AIM: Type out the data exactly as given. Skip any image.

------ DATA RECORDS ------

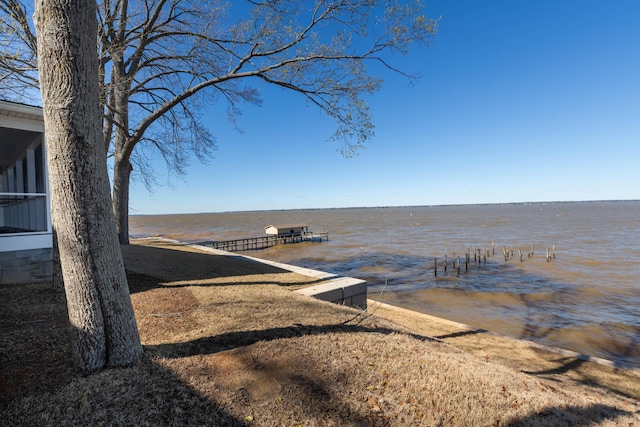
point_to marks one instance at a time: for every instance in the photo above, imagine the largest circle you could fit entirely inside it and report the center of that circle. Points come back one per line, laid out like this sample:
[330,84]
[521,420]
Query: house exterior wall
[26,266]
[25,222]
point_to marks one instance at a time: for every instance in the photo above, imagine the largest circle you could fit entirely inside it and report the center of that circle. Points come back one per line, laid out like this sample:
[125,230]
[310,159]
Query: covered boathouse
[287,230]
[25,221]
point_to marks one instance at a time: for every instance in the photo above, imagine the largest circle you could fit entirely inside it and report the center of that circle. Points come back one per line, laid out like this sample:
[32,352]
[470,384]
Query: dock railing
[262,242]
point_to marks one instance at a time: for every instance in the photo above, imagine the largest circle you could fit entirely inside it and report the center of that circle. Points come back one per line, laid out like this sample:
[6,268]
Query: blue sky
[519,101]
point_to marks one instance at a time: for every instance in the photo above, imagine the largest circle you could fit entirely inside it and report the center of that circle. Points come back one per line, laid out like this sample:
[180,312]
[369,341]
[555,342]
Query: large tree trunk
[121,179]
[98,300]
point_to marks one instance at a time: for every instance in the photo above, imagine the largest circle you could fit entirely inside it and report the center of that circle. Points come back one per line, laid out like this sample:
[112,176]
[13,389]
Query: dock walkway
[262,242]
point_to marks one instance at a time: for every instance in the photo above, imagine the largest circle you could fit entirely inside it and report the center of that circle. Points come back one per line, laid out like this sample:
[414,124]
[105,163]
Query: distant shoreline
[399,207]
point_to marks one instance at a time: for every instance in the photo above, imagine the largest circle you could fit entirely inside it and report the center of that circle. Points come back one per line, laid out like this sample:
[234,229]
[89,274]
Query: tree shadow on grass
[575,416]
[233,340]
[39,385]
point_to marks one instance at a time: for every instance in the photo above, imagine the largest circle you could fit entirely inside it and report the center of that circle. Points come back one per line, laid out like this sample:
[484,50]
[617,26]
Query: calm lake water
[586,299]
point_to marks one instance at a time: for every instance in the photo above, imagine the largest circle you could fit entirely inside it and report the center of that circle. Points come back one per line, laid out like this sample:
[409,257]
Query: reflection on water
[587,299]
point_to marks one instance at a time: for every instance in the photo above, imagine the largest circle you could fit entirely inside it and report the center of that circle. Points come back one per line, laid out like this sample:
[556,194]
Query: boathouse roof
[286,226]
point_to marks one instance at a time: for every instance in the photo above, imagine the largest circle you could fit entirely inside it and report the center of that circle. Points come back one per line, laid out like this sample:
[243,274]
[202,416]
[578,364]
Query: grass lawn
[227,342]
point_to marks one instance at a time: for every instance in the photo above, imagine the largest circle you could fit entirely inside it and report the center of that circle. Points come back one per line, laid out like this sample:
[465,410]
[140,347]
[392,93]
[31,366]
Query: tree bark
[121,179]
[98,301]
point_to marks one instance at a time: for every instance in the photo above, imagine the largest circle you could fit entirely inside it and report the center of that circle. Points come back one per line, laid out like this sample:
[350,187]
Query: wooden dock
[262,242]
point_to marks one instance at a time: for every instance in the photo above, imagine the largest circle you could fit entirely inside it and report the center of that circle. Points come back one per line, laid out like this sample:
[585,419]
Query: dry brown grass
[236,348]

------

EXPECTED OUTPUT:
point_to marks one instance at a time: for every instance in the photo above, imagine the largest circle you could fit entirely inside it and report the center of that circle. Points come back one per line, laid out like this sample:
[330,84]
[521,420]
Query: house exterior wall
[26,266]
[25,222]
point_to marks one instance at a time: for every instance in the photo above, imagine the largest circle you could fit entirely inside it and report the center of that circle. Points come back one per line, laid out like this sample:
[125,230]
[310,159]
Query: covered boathouse
[287,230]
[25,221]
point_to marks one instance at a time: for every instance in the photo above, imagine the largest circle you could fit entirely inside it and report the center of that circle. Points come back one per line, laid out like this sample:
[32,352]
[470,384]
Query: dock railing
[262,242]
point_to marks one instance at a time: for every instance in the photo above, imagine the largest circle you could fit entirely inside it and report the center of that circle. Points come back one per line, laid out like this sample:
[6,268]
Query: blue sky
[519,101]
point_to marks one instance at a time: for every instance in the photo above, imagine the largest circle you could fit entirely inside it and report the center of that circle. Points come back one per line, laid out like this sample:
[180,312]
[369,341]
[555,342]
Query: large tree trunk
[121,179]
[98,300]
point_to marks one instance at a time: for every instance in the photo above, imagine the largest circle you could fit entirely inside it and report the center of that circle. Points come back one per line, laid out like this sample:
[112,176]
[13,389]
Query: dock walkway
[262,242]
point_to marks one instance at a time: for every instance in the photo above, imagine the largest circle you could fit entirely inside it and report the center of that circle. Points come back one per line, laid out like this sample:
[414,124]
[105,163]
Query: distant shoreline
[399,207]
point_to marks one instance at a time: for every instance in the photo above, imagine the largest circle you could fit entirely inside it and report the center of that circle. Points come back one per line, laid out like this sample:
[234,229]
[89,274]
Query: tree shadow on grass
[575,416]
[233,340]
[39,385]
point_to marks one instance at a time: for every instance in the photo above, imagine the largest circle you could fit entirely inside it and report the center of that circle. Points come back one per line, laid out like this sample:
[484,50]
[617,26]
Query: calm lake water
[586,299]
point_to marks one instance at a time: for every instance in the photo above, imagine the largest circle you could fit entirely inside it and report the center of that circle. Points come back one per line, laid out like this sample:
[409,257]
Query: reflection on water
[587,299]
point_to marks one instance at a time: for every instance in the photo above, imagine the largest circle you could fit entirely inside it and report the center of that circle. Points come back one per line, laid out like this sample:
[556,194]
Query: boathouse roof
[286,226]
point_to marks one instance at a time: for every instance in the photo above, imagine the largest circle you could fit entirely inside it and report the center of that circle. Points come back one per line, laid out like this sample:
[243,274]
[202,416]
[578,364]
Query: grass lawn
[227,342]
point_to marks one instance at a time: for every instance in the photo above, imagine the largest circle you could fit entirely inside it and report the center of that circle. Points come back one per line, laid out like this sample:
[465,410]
[140,347]
[392,93]
[31,366]
Query: tree bark
[121,179]
[98,301]
point_to marks one instance at a time: for every instance in the photo above, imagine the largest circle you could fit entirely inside it and report the center of that circle. Points come back one per line, laid out like this sample:
[350,187]
Query: wooden dock
[262,242]
point_to marks one instance at a time: for every instance in the photo above, imagine the largest circle you could fit entirely inside it and report the center of that circle. Points come back one per line, laid out like this sample:
[585,419]
Query: dry brown grass
[236,348]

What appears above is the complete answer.